● **TEXT SEGMENT**:

________________

1. Any of various plants of the genus Salvia of the mint family, having opposite leaves, a two-lipped corolla, and two stamens.
2. A preparation made from the dried or crushed leaves of Salvia divinorum, or from an extract of the leaves, usually smoked, chewed, or ingested to produce a hallucinatory effect.

Salvia

(sal've-a) [L. salvia, sage (the herb)]
A genus of herbs in the mint family

Salvia divinorum

A species native to Mexico, chewed or smoked for its euphoric and hallucinogenic effects.

________________

● **EXERCISES TO COMPLETE**:
- 1) From the Salvia entries, list the features that the first definition gives for plants of the genus Salvia.
- 2) Resume the Salvia entries right after their last sentence, keeping the same dictionary style.
The material is separate from the Salvia entries.

________________

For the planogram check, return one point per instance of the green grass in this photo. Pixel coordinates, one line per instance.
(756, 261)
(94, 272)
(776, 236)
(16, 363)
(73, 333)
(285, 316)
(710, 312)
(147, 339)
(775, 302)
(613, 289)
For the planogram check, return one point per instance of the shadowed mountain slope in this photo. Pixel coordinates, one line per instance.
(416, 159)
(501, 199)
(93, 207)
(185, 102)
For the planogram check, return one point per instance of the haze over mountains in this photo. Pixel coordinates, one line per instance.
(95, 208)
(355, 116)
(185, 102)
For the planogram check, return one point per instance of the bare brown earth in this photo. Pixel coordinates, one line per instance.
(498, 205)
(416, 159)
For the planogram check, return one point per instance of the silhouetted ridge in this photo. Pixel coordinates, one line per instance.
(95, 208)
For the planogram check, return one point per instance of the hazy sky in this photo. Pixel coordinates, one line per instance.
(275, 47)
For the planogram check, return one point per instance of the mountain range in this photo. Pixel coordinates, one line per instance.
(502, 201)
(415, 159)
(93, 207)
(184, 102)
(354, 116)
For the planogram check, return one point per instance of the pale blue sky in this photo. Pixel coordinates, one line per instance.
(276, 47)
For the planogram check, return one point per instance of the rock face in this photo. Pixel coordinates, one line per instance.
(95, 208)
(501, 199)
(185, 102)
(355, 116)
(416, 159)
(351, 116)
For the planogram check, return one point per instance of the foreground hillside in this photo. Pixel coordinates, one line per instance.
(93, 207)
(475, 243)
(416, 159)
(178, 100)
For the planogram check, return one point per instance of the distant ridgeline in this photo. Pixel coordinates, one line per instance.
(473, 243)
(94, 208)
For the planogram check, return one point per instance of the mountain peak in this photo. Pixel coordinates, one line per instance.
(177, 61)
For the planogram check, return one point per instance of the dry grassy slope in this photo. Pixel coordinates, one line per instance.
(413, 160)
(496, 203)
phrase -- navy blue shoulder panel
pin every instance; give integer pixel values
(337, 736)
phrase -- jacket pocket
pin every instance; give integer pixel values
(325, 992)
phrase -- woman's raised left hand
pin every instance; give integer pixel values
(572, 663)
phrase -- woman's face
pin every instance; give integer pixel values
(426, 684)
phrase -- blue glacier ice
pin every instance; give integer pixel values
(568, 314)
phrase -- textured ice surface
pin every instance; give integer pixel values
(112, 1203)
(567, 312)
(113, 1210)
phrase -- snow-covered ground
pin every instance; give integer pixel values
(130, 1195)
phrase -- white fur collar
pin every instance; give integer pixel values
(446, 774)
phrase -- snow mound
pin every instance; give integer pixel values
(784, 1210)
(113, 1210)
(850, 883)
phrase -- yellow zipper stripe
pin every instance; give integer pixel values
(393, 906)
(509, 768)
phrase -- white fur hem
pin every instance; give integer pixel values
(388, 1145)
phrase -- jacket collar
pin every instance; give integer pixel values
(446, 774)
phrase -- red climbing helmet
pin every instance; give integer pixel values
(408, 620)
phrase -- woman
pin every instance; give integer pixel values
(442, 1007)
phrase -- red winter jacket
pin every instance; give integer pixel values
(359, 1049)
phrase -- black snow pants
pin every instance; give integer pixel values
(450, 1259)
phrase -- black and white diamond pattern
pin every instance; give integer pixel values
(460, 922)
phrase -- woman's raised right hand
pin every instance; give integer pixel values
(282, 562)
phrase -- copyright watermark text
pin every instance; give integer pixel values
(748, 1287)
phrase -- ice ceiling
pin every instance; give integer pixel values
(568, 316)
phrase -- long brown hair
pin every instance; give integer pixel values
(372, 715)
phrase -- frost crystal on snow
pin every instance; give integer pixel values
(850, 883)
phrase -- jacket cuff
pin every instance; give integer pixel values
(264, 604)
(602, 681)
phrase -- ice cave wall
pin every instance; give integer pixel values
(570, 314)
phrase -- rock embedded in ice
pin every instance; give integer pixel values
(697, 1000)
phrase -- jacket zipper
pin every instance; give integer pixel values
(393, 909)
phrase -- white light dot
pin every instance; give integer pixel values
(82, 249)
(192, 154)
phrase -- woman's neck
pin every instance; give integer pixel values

________________

● **EXPECTED RESULTS**:
- 1) opposite leaves, a two-lipped corolla, two stamens

- 2)
Salvia hispanica

See: chia

Salvia miltiorrhiza

A species native to China and Japan, valued for its roots as a traditional Chinese herbal remedy. It has been used to treat cardiovascular diseases. Its effectiveness is unproven in humans. It increases the risk of bleeding and should be avoided by patients taking aspirin, warfarin, and other antiplatelet or anticoagulant drugs. Synonym: danshen

Salvia

a genus of the plant family Lamiaceae.

Salvia coccinea
an unidentified toxin causes abortion, diarrhea, recumbency. Called also S. lineata, red salvia.
Salvia reflexa
has a high nitrate content and causes nitrate-nitrite poisoning in ruminants. Called also mintweed.